-- Your instructions --
Copy the Gram-Schmidt thread starting at "(Hint: the correct" and ending at "should be 1...", renaming "coordinate" as "entry" wherever it appears.

Orthagonal Sets Homework: Gram-Schmidt Algorithm in R4

[theRukus]

Homework Statement

Use the Gram-Schmidt algorithm to convert the set S={x₁, x₂, x₃} to an orthagonal set, given x1 = [1 1 1 1]^T, x₂ = [6 0 0 2]^T, x₃ = [-1 -1 2 4]^T.

Homework Equations

The Attempt at a Solution

I've used the algorithm to come up with the set of vectors {[1 1 1 1]^T, [-2 -2 1 3]^T, [10/3 -8/3 -5/3 3]^T. I've triple checked that I have executed the algorithm correctly.

My first two vectors are orthagonal; their dot product is zero. The dot product of third vector with either of the other two vectors is non-zero. Is this an orthagonal set? By definition I'm assuming that it's not, but is there some way that a set of 3 vectors in R4 can be orthagonal without all three vectors themselves being orthagonal... ? I highly doubt it.. but can someone provide some insight?


Thank you

 

[micromass]

(Hint: the correct word is orthogonal, not orthagonal)

All three vecters should be pairswise orthogonal. I'm guessing that the last coordinate of the third vector should be 1...
Can you present how you found the third vector? Maybe we can find the mistake...

 

[theRukus]

When finding the third vector, I already have set U = { [1 1 1 1]^T, [-2 -2 1 3]^T } as my SO FAR orthagonal set.

Use vector [6 0 0 2] from original set, and subtract from it its projection on the vectors in U:

[6 0 0 2]^T - proj_{[1 1 1 1]T}( [6 0 0 2]^T ) - proj_{[-2 -2 1 3]}( [6 0 0 2]^T )

= [6 0 0 2]^T - (8/4)[1 1 1 1]^T - (-6/18)[-2 -2 1 3]^T

= [6 0 0 2]^T - [2 2 2 2]^T - [2/3 2/3 -1/3 -3]^T

= [10/3 -8/3 -5/3 3]^T


Can anyone find an error here?

Thank you for your help

 

[theRukus]

Haha. Uhm. Cancel that, I've found my error. It's quite obvious as well. I'll be more careful in my checking next time. Thank you for the help micromass!

-- Data listing --
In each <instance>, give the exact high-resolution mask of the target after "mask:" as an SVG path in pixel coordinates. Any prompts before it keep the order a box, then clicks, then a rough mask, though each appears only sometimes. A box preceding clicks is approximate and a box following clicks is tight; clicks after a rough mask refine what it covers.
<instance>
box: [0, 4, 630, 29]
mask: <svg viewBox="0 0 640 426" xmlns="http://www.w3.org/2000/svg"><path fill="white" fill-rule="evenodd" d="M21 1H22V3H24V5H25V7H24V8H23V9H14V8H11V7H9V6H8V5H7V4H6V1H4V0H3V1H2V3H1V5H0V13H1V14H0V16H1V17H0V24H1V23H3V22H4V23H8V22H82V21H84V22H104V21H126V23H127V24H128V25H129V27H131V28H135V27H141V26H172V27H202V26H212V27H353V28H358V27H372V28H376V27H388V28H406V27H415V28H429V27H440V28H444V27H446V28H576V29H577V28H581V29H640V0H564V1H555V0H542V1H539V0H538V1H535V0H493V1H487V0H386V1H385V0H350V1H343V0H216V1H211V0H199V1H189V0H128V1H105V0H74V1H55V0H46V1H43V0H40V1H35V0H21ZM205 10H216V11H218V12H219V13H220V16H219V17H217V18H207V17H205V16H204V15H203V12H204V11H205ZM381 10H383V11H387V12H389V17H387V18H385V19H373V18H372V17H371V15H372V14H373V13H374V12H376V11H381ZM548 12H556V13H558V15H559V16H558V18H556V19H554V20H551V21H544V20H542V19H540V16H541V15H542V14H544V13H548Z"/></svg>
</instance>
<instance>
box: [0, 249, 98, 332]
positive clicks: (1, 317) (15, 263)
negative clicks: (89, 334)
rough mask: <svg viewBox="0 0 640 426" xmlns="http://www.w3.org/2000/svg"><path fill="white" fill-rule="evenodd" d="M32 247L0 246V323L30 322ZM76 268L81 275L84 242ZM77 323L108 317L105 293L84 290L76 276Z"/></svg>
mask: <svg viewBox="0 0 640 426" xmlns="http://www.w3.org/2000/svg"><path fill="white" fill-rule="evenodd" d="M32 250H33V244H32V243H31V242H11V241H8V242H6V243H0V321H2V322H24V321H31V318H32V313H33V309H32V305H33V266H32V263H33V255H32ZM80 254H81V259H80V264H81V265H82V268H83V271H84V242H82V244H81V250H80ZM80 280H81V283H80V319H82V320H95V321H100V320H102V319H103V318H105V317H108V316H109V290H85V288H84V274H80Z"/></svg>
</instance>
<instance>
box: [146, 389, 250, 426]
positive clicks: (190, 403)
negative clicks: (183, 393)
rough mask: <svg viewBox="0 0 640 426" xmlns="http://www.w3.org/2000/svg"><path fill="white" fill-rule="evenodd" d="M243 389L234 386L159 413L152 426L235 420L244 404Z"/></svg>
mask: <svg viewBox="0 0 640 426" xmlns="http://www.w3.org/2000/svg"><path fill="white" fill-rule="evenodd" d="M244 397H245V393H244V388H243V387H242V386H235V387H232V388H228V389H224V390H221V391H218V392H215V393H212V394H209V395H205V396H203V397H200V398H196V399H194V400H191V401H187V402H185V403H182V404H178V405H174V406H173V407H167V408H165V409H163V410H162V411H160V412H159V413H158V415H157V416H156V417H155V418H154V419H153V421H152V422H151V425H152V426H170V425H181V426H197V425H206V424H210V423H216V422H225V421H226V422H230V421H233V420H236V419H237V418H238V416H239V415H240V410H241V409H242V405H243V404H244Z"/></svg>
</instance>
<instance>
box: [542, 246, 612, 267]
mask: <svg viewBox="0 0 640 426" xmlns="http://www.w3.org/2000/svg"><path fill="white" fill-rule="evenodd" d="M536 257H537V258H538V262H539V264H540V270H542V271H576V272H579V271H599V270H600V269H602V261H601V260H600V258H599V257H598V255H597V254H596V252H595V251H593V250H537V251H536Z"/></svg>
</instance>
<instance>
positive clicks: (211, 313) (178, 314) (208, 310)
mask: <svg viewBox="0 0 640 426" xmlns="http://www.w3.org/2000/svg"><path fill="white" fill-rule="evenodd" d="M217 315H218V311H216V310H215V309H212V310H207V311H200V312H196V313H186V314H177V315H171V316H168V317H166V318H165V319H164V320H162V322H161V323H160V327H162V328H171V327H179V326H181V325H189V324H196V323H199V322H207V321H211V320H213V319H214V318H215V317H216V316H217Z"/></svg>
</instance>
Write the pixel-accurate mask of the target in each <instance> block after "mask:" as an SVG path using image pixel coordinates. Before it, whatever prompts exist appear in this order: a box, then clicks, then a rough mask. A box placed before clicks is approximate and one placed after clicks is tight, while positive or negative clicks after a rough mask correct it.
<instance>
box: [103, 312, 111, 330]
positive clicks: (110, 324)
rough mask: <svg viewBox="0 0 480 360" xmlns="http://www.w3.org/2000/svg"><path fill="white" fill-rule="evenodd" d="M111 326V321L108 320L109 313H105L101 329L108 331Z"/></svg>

-- Reply to the task --
(Hint: the correct word is orthogonal, not orthagonal)

All three vecters should be pairswise orthogonal. I'm guessing that the last entry of the third vector should be 1...